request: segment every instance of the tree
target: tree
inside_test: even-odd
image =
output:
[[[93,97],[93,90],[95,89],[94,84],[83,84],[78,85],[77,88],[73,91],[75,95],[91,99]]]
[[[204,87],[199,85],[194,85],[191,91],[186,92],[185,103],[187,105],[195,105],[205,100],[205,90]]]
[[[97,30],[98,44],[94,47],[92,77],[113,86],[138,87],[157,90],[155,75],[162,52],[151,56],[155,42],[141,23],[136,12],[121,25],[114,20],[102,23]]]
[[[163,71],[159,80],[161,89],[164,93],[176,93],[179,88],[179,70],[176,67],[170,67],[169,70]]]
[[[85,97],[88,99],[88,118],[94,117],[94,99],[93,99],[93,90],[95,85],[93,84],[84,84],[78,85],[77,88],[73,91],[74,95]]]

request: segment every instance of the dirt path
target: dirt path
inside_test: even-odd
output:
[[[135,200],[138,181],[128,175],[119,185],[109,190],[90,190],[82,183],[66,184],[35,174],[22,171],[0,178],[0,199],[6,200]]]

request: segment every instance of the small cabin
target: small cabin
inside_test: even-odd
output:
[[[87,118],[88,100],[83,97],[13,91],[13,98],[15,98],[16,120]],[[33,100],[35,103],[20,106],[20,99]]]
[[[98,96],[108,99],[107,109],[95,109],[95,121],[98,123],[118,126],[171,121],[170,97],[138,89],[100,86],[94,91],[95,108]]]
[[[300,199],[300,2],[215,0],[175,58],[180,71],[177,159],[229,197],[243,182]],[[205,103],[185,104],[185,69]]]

Task prompt ▸ Please give the number of lines above that include the string "every", with nothing added.

Exercise solution ▸ 3